### RECORDS SHOWN
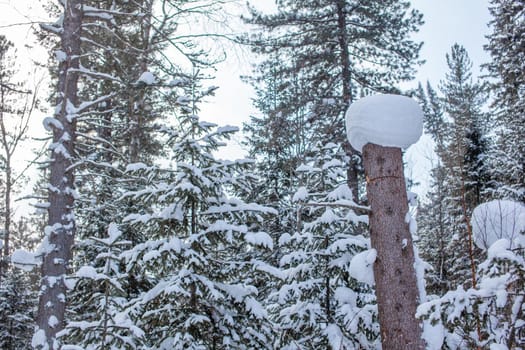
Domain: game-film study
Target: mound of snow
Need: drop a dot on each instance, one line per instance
(385, 120)
(147, 78)
(24, 260)
(499, 219)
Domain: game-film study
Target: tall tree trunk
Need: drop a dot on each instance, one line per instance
(61, 224)
(352, 173)
(394, 272)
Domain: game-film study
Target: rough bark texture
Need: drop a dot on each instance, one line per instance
(395, 276)
(61, 225)
(352, 172)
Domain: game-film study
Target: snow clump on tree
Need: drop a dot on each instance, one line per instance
(385, 120)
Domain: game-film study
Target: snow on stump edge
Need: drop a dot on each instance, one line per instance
(385, 120)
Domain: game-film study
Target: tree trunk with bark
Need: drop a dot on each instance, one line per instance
(394, 271)
(61, 224)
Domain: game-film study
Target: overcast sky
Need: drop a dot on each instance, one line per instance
(446, 22)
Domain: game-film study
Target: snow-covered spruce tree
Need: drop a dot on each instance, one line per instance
(17, 302)
(316, 303)
(129, 76)
(278, 139)
(325, 54)
(507, 82)
(201, 257)
(434, 217)
(491, 314)
(16, 106)
(105, 322)
(457, 124)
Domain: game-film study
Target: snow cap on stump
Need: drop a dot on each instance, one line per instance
(385, 120)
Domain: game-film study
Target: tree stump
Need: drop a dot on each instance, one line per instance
(394, 271)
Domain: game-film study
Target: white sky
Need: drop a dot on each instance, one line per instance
(446, 22)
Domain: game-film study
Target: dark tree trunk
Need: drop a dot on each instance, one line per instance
(395, 276)
(353, 170)
(61, 225)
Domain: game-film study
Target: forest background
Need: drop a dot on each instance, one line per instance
(142, 237)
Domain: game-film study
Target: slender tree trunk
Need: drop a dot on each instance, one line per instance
(394, 272)
(4, 251)
(60, 231)
(352, 173)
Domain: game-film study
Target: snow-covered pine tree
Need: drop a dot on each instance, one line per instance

### WRITTEN TASK
List every line in the records above that contains the string "snow", copying each line in full.

### COMPLETE OUTPUT
Target: mound of snow
Target: snow clump on tree
Target: snow on stump edge
Target: snow-covered spruce tree
Target: snow cap on stump
Target: snow-covered pine tree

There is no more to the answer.